Stored items
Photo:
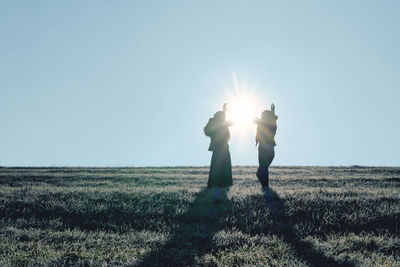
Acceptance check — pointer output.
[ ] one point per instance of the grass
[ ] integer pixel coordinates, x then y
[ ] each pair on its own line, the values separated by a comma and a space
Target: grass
313, 216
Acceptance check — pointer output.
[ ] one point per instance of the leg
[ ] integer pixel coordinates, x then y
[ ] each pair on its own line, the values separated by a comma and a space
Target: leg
261, 171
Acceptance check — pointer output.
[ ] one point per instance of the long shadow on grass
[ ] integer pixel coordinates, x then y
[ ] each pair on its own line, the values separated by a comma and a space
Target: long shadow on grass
192, 237
283, 229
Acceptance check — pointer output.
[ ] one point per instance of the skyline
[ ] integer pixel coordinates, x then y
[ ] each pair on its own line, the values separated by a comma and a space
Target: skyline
133, 84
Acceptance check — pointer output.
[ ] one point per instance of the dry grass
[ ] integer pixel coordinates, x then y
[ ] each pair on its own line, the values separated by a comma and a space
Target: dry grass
332, 216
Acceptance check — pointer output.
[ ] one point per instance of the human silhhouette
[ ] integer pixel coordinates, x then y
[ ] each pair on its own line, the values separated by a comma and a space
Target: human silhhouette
217, 129
265, 139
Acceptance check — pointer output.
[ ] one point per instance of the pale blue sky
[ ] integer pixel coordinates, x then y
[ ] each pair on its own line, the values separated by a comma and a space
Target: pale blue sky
132, 83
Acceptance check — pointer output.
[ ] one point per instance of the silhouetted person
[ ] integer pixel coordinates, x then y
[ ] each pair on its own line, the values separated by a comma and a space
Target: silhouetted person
221, 168
266, 129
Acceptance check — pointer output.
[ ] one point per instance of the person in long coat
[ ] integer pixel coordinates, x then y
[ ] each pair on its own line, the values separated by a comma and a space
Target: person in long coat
221, 167
265, 139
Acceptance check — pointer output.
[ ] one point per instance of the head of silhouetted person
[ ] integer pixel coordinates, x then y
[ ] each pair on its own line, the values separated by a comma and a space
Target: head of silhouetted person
268, 116
219, 116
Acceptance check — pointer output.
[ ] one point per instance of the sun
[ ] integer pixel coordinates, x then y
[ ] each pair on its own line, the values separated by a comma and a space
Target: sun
243, 107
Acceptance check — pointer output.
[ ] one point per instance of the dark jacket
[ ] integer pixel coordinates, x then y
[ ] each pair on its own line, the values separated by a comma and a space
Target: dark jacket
219, 134
266, 133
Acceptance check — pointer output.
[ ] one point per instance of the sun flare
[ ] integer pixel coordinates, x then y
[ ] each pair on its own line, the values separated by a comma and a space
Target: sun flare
243, 107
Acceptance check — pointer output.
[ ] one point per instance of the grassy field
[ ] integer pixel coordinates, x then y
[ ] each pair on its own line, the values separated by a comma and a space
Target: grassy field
313, 216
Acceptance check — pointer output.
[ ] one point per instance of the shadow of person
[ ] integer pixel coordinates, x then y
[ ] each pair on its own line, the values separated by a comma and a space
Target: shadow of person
282, 228
193, 236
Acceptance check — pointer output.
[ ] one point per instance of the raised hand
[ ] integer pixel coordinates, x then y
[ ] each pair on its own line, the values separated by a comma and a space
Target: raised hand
224, 107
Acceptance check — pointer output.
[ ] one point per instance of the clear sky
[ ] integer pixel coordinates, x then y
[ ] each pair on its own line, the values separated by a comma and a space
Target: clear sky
132, 83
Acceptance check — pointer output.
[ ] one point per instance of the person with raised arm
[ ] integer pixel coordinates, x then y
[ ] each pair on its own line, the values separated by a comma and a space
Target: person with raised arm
217, 129
265, 139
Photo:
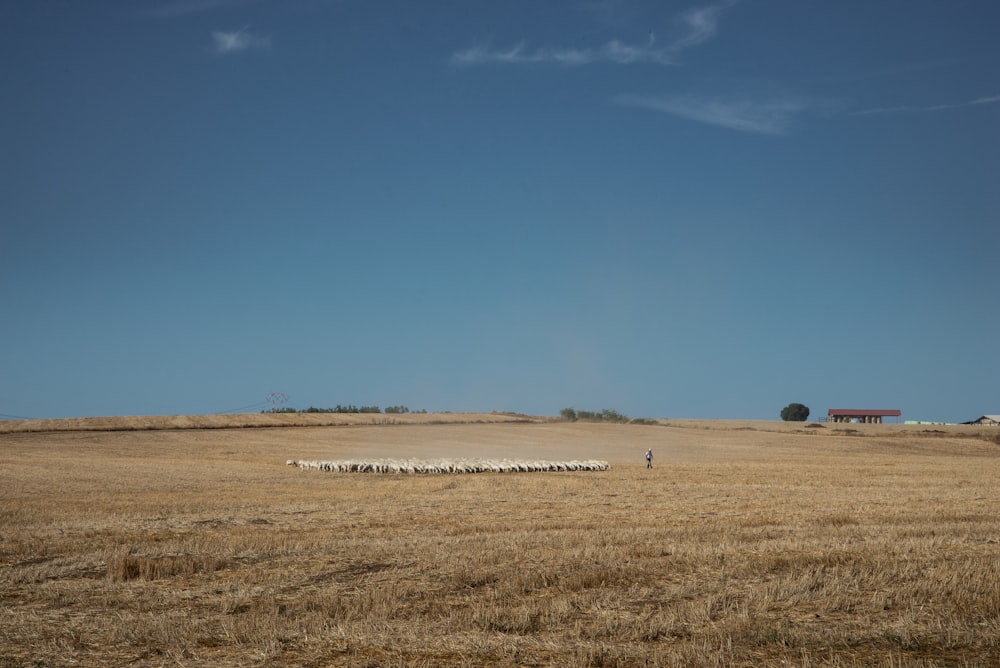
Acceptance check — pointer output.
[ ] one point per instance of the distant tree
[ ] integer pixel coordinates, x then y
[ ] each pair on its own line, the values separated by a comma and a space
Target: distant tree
795, 413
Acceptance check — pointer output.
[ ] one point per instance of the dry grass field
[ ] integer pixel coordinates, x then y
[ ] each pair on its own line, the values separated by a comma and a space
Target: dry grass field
180, 542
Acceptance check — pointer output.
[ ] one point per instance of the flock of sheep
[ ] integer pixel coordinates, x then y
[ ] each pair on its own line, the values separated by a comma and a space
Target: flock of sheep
448, 466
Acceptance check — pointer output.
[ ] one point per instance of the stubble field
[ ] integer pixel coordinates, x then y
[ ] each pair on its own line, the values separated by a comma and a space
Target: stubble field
759, 543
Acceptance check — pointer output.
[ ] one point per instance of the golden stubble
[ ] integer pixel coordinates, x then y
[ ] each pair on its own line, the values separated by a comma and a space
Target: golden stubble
747, 544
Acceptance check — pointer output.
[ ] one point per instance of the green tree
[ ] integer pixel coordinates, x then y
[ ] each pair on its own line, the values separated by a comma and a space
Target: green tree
795, 413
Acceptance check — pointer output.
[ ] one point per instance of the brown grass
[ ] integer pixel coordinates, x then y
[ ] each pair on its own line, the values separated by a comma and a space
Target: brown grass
748, 544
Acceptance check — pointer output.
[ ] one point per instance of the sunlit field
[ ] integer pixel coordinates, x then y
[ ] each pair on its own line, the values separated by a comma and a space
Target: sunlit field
750, 543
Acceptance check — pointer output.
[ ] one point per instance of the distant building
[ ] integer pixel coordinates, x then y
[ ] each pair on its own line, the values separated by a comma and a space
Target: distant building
863, 415
991, 420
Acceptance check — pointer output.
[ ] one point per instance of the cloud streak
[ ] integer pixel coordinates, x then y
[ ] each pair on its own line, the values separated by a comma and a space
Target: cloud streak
228, 43
909, 109
700, 23
762, 116
616, 52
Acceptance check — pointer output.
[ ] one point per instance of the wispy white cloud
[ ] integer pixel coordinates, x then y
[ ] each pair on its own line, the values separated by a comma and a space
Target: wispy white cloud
770, 116
227, 43
910, 109
175, 8
701, 24
615, 52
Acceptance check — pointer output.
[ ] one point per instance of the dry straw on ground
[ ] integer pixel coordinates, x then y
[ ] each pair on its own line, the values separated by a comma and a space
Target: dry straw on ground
747, 544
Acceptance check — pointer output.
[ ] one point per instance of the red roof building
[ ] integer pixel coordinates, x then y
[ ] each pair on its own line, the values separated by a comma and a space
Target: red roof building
865, 415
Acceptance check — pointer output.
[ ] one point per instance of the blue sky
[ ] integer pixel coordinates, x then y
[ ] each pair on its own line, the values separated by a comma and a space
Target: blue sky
671, 209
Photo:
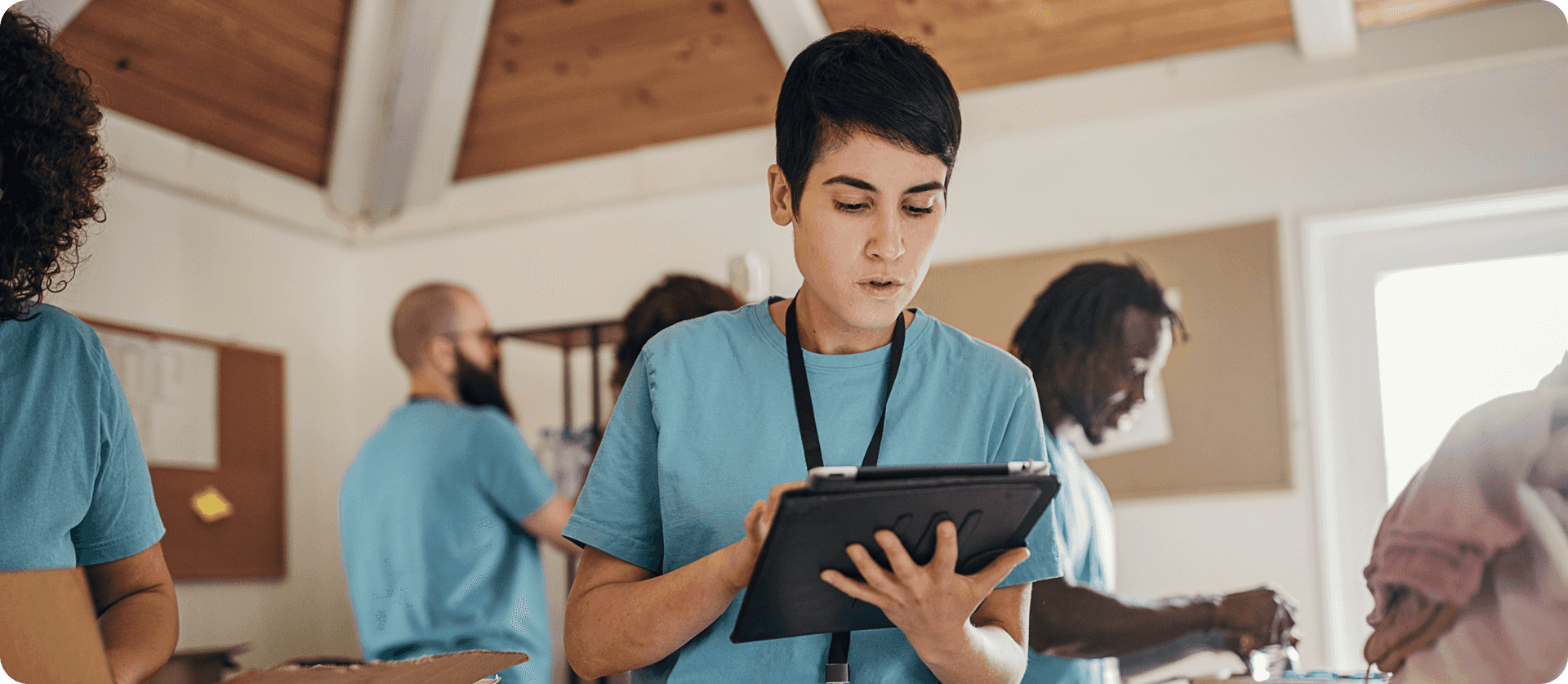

REQUIREMENT:
Find every row above that contains the word "blue" and copy each such row in full. Letter case must match.

THE COMPLETED TASK:
[ ] one point per instance of the pale blue sky
Target: pale blue sky
[ ] one point per instance of the blue sky
Target: blue sky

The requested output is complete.